Text block
○ ○ ○ ○

Election Night is upon us, with all of its finger-gnawing anxiety, its cortisol-driven fear, and, for roughly half the country, the possibility of ecstatic relief after another surreal presidential campaign.

Results could take days, even weeks, to shake out. But the state of the race could also reveal itself surprisingly quickly. At 7 p.m. eastern time tonight, polls will close in the battleground state of Georgia. At 7:30 p.m., polls will close in North Carolina, another crucial toss-up. Both swing states are known for counting their ballots quickly, due to state laws that allow them to tally early and mail-in votes before Election Day.

[Read: Election anxiety is telling you something]

So when will we know the results, how can we sensibly extrapolate the early returns, and—perhaps most important—what information and analysis should we ignore? David Wasserman, a political analyst with the Cook Political Report, joined my podcast, Plain English, to explain how to watch the election returns like a pro—without falling for false hope or conspiracy theories. Here are three tips for following Election Night without losing your mind.

○ ○ ○ ○

Excerpts from a point labeling dataset

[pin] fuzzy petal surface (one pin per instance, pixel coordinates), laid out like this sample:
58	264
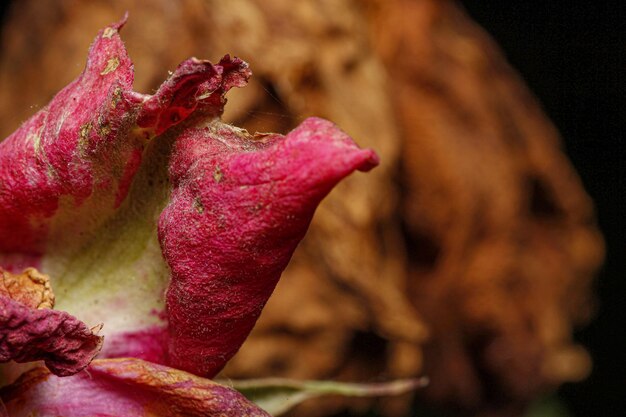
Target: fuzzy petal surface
123	387
31	331
239	207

○ ○ ○ ○

Work instructions
Reproduce the stretch of the Election Night passage above from "Election Night is" through "surreal presidential campaign.".

Result for this task
Election Night is upon us, with all of its finger-gnawing anxiety, its cortisol-driven fear, and, for roughly half the country, the possibility of ecstatic relief after another surreal presidential campaign.